■ WHAT TO PRODUCE ■
Carry on the forum thread about how Elgg's site-wide categories plugin stores its data, starting right after its final sentence.

++++ TEXT

Just trying to undertsand whats going on

So I am currently picking apart the site wide categories plugin (as a learning exercise) and have come across some code that I am not sure how it is doing what it is doing.

In the 'save' action it is simply taking the tag_array and saving it to $site->categories ($site = $CONFIG->site).

However when I look at $site (firePHP, xdebug) there is no evidence of the member variable 'categories' inside the $site object.  Now it seems as though in ELGG, when you set a member variable on an ELGG entity, is not actually setting a member variable but is actually saving it directly to the database.  Which seems to be making it difficult to track what's going on when using a debugger.  Upon further investigation it appears that this data is actually getting saved as metadata attached to the site object.

Is this the case?  Is ELGG somehow overriding how member variables are set and retrieved and using that mechanism to create metadata?

Also if that is the case, why is the site wide categories designed this way (more of a philosophical discussion)?  If I am understanding this correctly, the list of site wide categories are actually saved as metadata attached to the site.  Then when an entity is created/edited any selected categories are saved to the individual objects as metdata as well.

Now assume I wanted more info associated with my categories (descriptions, logos, etc.).  This model seems to not work (unless you can add metadata to metadata). I guess I could have just created the categories as their own entity.  Then in order to assign categories to other entities (blogs, files, etc.) I could have used the built in grouping functions to make the relationship.  Any thoughts on this?  I am just trying to take some of the simpler plugins and trying to re-engineer them (logically and sometimes physically) in order to better understand the ELGG architecture.  These excersises help me, maybe they will help others here as well.

  • Thanks Kevin, I did read that page which was what gave me the clue as to what was going on and where to look to find where this data was going.  I was more curious as to how ELGG was able to do this.

    But really I was hoping this post would trigger discussions about architectural choices and when and why you would use one mechanism over the other when designing a plugin.  Why was metadata chosen over the entity/grouping model I mentioned?  Was it just a matter of simplicity or was performance an issue as well?  The model I mentioned seems like it would have more overhead, but how much more?  The documentation is great at explaining the what, but not as good at the how or the why.  There is some (annotations are great for ratings and comments, metadata is good for attaching DOB) but I guess I am looking for more meat.

++++++++
++++ DATA SECTION

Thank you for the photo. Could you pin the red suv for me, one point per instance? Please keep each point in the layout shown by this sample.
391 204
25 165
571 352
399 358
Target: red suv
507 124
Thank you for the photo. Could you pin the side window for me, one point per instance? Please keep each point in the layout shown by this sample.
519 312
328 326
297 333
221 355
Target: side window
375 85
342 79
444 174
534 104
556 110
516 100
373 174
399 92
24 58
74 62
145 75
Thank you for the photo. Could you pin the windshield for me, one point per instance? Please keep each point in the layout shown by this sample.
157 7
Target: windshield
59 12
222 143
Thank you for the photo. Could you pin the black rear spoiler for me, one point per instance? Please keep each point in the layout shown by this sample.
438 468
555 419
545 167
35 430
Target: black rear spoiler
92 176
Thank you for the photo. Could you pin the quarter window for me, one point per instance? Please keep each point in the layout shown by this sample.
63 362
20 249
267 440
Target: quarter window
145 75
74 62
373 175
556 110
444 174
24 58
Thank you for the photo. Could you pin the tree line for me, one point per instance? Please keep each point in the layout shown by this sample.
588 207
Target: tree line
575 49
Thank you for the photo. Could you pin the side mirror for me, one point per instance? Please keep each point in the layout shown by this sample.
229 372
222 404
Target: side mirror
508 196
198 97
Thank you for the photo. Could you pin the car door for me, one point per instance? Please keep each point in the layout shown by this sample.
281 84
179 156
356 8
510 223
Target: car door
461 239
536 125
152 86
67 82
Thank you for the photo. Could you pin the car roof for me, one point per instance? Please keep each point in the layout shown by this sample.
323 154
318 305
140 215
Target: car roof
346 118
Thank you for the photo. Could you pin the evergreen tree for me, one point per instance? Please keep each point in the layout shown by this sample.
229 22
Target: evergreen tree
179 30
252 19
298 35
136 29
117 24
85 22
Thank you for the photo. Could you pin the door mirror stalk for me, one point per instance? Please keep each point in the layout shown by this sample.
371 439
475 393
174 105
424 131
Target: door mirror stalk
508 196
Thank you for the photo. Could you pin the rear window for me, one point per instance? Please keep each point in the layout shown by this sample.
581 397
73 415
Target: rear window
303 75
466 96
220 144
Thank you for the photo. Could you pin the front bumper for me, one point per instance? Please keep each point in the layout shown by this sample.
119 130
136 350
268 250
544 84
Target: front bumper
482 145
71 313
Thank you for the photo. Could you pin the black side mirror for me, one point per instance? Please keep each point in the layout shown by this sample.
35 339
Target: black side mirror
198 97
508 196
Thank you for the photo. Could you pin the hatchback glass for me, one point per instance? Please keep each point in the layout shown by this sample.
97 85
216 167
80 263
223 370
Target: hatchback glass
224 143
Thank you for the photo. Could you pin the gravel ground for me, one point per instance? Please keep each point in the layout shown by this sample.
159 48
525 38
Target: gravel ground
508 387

++++++++

■ EXERCISE ANSWER ■
    Not having designed this framework myself from the ground up (and thankfully so) there are a lot of questions about implementation and how certain mechanisms are actually working behind the scenes and which ones are more efficient for this task vs that task.  Most users probably don't care and just use the high level methods without question.  Unfortunately, for me, and possibly you all :) too, my brain won't let me do that.

    This is my first real venture into PHP and complex web frameworks so tracing the code has been a fun learning process (just learning all the right tools to finally get the visibility I wanted was a process). The more I get into it, the more complex (and well thought out) I realize this framework is.  But there are still of lot of unknowns mostly in the implementation side of things (when is this called, why is that called, why is this called so often, how and where are all these variables getting passed around, what information is available to me in these variables).  I am probably a little too caught up in the inner workings than I should be (the main reason for choosing a framework is to not have to deal with all that) but my systems engineering background makes it difficult to leave it alone.  I am used to having these answers when designing a system.

    I guess in the end (after subjecting you all to my excessive pontifications) I am just looking for a good forum to discuss architectural choices.

    Thanks again Kevin.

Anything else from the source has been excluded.